* AIM *
Reproduce the forum post below, about writing tag and image frequency data into a SequenceFile with Clojure and Mahout, word for word in full.

* EXCERPTED PASSAGE *

I am trying to write a short script to cluster my data via clojure (calling
Mahout classes though). I have my input data in this format (which is an output
from a [php script][1])
format: (tag) (image) (frequency)
tag_sit image_a 0
tag_sit image_b 1
tag_lorem image_a 1
tag_lorem image_b 0
tag_dolor image_a 0
tag_dolor image_b 1
tag_ipsum image_a 1
tag_ipsum image_b 1
tag_amit image_a 1
tag_amit image_b 0
... (more)
Then I write them into a SequenceFile using this script (clojure)
#!./bin/clj
(ns sensei.sequence.core)
(require 'clojure.string)
(require 'clojure.java.io)
(import org.apache.hadoop.conf.Configuration)
(import org.apache.hadoop.fs.FileSystem)
(import org.apache.hadoop.fs.Path)
(import org.apache.hadoop.io.SequenceFile)
(import org.apache.hadoop.io.Text)
(import org.apache.mahout.math.VectorWritable)

* SOURCE DATA *

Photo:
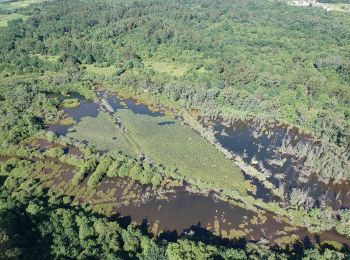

* SOLVED PROBLEM *
I am trying to write a short script to cluster my data via clojure (calling
Mahout classes though). I have my input data in this format (which is an output
from a [php script][1])
format: (tag) (image) (frequency)
tag_sit image_a 0
tag_sit image_b 1
tag_lorem image_a 1
tag_lorem image_b 0
tag_dolor image_a 0
tag_dolor image_b 1
tag_ipsum image_a 1
tag_ipsum image_b 1
tag_amit image_a 1
tag_amit image_b 0
... (more)
Then I write them into a SequenceFile using this script (clojure)
#!./bin/clj
(ns sensei.sequence.core)
(require 'clojure.string)
(require 'clojure.java.io)
(import org.apache.hadoop.conf.Configuration)
(import org.apache.hadoop.fs.FileSystem)
(import org.apache.hadoop.fs.Path)
(import org.apache.hadoop.io.SequenceFile)
(import org.apache.hadoop.io.Text)
(import org.apache.mahout.math.VectorWritable)